説明

結晶性ポリエステルを含む硬化性転相インク

【課題】インクが基板と接触すると速やかに固まり(またはゲル化し)、画像基板上でインクが不均一に分布することがない、硬化性転相インクを提供する。
【解決手段】インク媒剤と、少なくとも1つの結晶性ポリエステル樹脂とを含む、硬化性転相インク組成物。前記少なくとも1つの結晶性ポリエステル樹脂が、約10,000ダルトン(Da)〜約60,000Daの重量平均分子量(MW)を有し、約5,000Da〜約12,000Daの数平均分子量(Mn)を有し、約2.0〜約5.0の多分散度を有する、硬化性転相インク組成物。

【発明の詳細な説明】
【技術分野】
【0001】
本開示は、一般的に、硬化性転相インク、例えば、放射線硬化性転相インク、および、例えば、インクジェット印刷によって、画像を作成する際のこれらの使用に関する。より特定的には、本開示は、硬化性ゲル化剤と、結晶性ポリエステル樹脂とを含む放射線硬化性転相インク、例えば、紫外線硬化性転相インクに関する。
【背景技術】
【0002】
転相インクによって、より簡単に画像を印刷し、多孔性基板に印刷することができるが、これらのインクは、微細なバンディングを示すことがある。微細なバンディングは、平滑であって、均一であるべき画像領域でインクが不均一に分布することである。インクが放出されたときにインク温度が下がるため、インクが基板と接触すると速やかに固まり(またはゲル化し)、画像基板上でインクが不均一に分布することがある。基板において、印刷ヘッドが通る方向にバンドまたは線ができる場合、ヒトの肉眼で、この不均一な分布を観察できることがある。

▬▬▬

要件 1 => 「seed」という語を含む行は何行ありますか？数だけを答えてください。

▬▬▬

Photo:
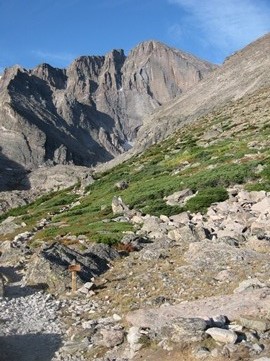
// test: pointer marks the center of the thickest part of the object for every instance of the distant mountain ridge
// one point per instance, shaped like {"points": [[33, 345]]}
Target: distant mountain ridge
{"points": [[88, 113]]}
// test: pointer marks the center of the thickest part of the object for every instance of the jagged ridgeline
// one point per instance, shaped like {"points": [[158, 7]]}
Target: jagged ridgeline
{"points": [[228, 147], [220, 138], [91, 111]]}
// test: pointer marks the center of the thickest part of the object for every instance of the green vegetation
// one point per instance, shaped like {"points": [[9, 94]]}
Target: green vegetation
{"points": [[238, 154]]}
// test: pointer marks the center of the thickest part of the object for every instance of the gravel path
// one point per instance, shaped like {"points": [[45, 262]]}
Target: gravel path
{"points": [[30, 329]]}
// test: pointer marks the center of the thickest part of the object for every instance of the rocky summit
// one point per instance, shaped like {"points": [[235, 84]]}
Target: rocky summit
{"points": [[164, 256], [92, 110]]}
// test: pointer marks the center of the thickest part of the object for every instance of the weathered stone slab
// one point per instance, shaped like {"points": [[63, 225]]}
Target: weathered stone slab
{"points": [[255, 302]]}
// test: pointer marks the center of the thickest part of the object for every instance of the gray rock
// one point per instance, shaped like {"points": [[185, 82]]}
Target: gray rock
{"points": [[118, 206], [111, 337], [257, 324], [86, 113], [184, 330], [152, 254], [2, 293], [121, 185], [136, 242], [179, 198], [249, 284], [134, 338], [50, 267], [222, 335]]}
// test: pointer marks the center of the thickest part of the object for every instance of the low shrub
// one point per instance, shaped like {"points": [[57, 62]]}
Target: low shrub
{"points": [[205, 198]]}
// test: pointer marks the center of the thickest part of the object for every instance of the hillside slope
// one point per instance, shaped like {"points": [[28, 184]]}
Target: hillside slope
{"points": [[89, 112], [243, 73]]}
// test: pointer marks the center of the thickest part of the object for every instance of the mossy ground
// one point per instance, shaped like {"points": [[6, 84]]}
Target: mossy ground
{"points": [[229, 146]]}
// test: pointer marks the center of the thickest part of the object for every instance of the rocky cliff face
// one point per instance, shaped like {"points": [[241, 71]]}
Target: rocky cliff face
{"points": [[88, 112], [245, 72]]}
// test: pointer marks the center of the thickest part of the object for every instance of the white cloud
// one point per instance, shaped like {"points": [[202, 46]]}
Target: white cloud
{"points": [[60, 58], [225, 24]]}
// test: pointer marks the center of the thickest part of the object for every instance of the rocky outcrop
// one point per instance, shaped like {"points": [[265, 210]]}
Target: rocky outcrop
{"points": [[50, 267], [89, 112], [32, 184], [242, 73]]}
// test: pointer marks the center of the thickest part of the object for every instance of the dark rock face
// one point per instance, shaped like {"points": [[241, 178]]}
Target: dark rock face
{"points": [[89, 112], [50, 267]]}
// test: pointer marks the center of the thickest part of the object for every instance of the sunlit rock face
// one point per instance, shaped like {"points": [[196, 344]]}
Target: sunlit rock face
{"points": [[91, 111]]}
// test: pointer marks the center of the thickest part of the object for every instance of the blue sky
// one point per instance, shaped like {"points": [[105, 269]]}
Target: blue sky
{"points": [[57, 31]]}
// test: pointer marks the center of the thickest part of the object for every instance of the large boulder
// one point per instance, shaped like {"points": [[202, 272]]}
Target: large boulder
{"points": [[50, 266]]}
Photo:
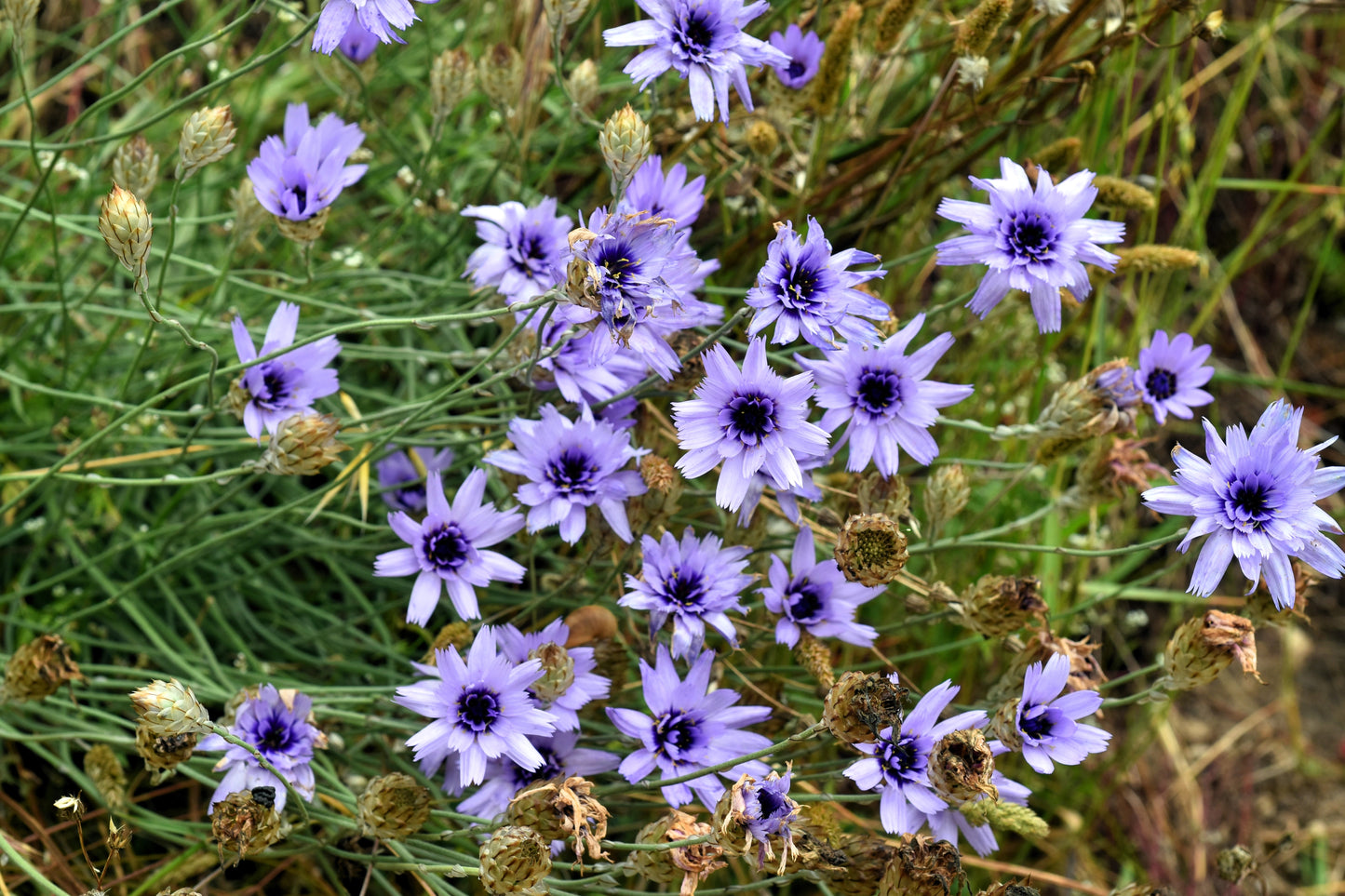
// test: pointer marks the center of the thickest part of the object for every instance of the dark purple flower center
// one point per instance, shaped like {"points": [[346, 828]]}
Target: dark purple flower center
{"points": [[1161, 383], [748, 417], [447, 546], [803, 603], [572, 473], [477, 708], [877, 392]]}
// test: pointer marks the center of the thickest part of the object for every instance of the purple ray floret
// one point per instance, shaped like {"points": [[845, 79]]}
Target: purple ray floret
{"points": [[571, 466], [882, 398], [689, 729], [804, 51], [381, 18], [447, 548], [482, 709], [807, 289], [402, 482], [277, 726], [751, 420], [1257, 500], [704, 42], [816, 597], [1034, 241], [288, 383], [1172, 373], [302, 172], [694, 582]]}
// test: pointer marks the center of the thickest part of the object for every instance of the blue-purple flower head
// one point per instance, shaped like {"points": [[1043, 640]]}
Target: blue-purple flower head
{"points": [[816, 597], [572, 466], [1034, 241], [288, 383], [404, 483], [1257, 500], [807, 289], [694, 582], [298, 175], [523, 247], [882, 398], [1172, 373], [704, 42], [804, 51], [277, 724], [482, 709], [448, 548], [689, 728], [1046, 723], [380, 18], [749, 420]]}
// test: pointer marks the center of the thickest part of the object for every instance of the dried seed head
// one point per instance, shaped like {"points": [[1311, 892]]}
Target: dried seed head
{"points": [[38, 669], [302, 446], [514, 860], [557, 672], [870, 549], [105, 771], [393, 808], [136, 166], [208, 136], [961, 767], [625, 144], [450, 81], [127, 228], [979, 27], [1202, 648], [168, 708], [244, 826]]}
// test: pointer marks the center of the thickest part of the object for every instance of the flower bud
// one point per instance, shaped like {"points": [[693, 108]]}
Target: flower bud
{"points": [[1202, 648], [961, 767], [393, 808], [206, 138], [38, 669], [302, 446], [625, 144], [870, 549], [136, 166], [514, 860], [127, 228]]}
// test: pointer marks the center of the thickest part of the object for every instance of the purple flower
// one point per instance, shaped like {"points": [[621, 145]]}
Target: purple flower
{"points": [[402, 482], [1048, 721], [704, 42], [688, 729], [300, 174], [816, 597], [381, 18], [572, 466], [586, 685], [480, 708], [804, 50], [694, 582], [1170, 376], [898, 763], [656, 195], [1032, 241], [523, 247], [504, 778], [804, 289], [749, 420], [884, 398], [288, 383], [1257, 500], [277, 726], [447, 548]]}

▬▬▬

要件 2 => 硬化性転相インクに関する抜粋を、最後の文の後から書き継いでください。

正解 1 => 2

正解 2 =>
【0003】
微細なバンディングは、接触による平滑化によって、画像基板上のインクを平滑化することによって対処されてもよい。本明細書で使用される場合、句「接触による平滑化」は、インクの分布を標準化するか、または平坦にする試みにおいて、インク表面を十分に加圧する接触部材(例えば、ローラ、ベルト、プレス、ワイパ)を用いる処理技術である。加熱要素は、接触部材を加熱し、その結果、平滑化操作のためにインクを軟化させるために、接触部材付近に位置しているか、または接触部材内に位置していてもよい。接触による平滑化技術の例としては、米国特許公開第2010/0103235号、米国特許公開第2010/0101716号、米国特許公開第2010/0101717号に記載されている技術が挙げられる。接触平滑化技術および装置のさらなる例としては、米国特許出願第12/544,031号、米国特許出願第12/625,472号、米国特許出願第12/814,741号に記載されているものが挙げられる。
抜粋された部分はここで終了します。